**PROBLEMS TO SOLVE**
A - In the article on the Digital Transformation Agency's roadmap, how many core delivery areas will the individual digital transformation plans be consolidated into?
B - Check each statement against the article on the Digital Transformation Agency's roadmap and answer yes or no, quoting the words that decide it: (i) More than 20 individual digital transformation plans are being consolidated. (ii) The roadmap was made public on a Friday. (iii) The Digital Transformation Agency has existed for many years.
C - Carry on writing the article on the Digital Transformation Agency's roadmap, starting after its final sentence.

**DOCUMENT EXTRACT**
■ ■ ■

Radical simplification for DTA agenda

By Julian Bajkowski

December 16, 2016

More than 20 individual digital transformation plans stretching across Commonwealth agencies will be consolidated into just five core delivery areas under a radical simplification of the Turnbull government’s digital transformation agenda overseen by the recently formed Digital Transformation Agency.

Made public on Thursday, the DTA’s first roadmap reveals the biggest shift in decades to how technology in government will be delivered, procured and rolled out across all agencies in an attempt to end the proliferation of disparate online interfaces and underlying back-office systems that have increasingly frustrated consumers and businesses alike.

“Changes to existing policy and legislation that blocks change will underpin the success of the transformation.”

At the procurement level, the architectural mandate is also likely to cause a major rethink of the traditional tendering system based on government stipulating requirements to suppliers.

■ ■ ■

**ENTRIES PROVIDED**
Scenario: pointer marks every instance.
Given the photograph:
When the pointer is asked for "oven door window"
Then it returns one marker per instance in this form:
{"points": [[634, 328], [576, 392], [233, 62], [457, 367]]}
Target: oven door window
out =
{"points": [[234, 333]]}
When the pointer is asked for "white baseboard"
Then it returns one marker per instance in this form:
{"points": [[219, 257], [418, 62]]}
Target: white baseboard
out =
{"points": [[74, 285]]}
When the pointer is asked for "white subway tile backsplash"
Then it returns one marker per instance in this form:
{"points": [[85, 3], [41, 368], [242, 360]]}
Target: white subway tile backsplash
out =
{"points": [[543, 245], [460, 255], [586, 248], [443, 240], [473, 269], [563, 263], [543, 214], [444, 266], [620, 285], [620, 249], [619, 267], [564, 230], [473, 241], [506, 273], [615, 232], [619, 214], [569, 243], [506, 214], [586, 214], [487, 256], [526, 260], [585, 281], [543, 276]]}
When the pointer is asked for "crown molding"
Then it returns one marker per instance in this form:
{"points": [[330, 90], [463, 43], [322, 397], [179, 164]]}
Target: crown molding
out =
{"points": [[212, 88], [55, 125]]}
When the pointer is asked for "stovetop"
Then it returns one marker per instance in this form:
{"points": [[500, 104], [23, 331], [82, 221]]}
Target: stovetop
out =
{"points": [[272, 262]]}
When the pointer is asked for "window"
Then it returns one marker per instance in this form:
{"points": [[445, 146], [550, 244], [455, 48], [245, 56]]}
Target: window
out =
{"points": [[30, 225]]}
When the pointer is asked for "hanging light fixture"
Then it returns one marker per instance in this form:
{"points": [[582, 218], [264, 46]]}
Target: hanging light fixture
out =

■ ■ ■

**ANSWERS TO THE EXERCISE**
A - Five core delivery areas.

B -
(i) Yes: "More than 20 individual digital transformation plans stretching across Commonwealth agencies will be consolidated"
(ii) No: "Made public on Thursday"
(iii) No: "the recently formed Digital Transformation Agency"

C -
It also involves a major shift to cloud based, software ‘as-a-service’ applications rather than government building bespoke systems that have persistently blown budgets, run years late and locked agencies to dependency on inflexible legacy systems.

The latest plans for the first time reveal key details around the DTA’s intentions following the transfer of control from the Department of Finance for more than $5 billion a year on federal technology purchasing.

They also lay the structural foundations for the centralisation of control over policy and strategy surrounding online delivery of government services, government use of data and broader technology deployment and development, including industry participation.

Building on the user-centric design values of predecessor the Digital Transformation Office, the document spells out an imperative for interfaces that mirror how citizens, businesses and stakeholders interact in the real world rather than making them conform to government processes.

Meanwhile, the DTA is currently advertising for a permanent chief executive officer to take charge of the new plan; applications close on January 15.

High five: top order user groups

The head and shoulders of the wider transformation project groups key delivery areas into five distinct communities based on users, transactional interactions and the agencies that facilitate them.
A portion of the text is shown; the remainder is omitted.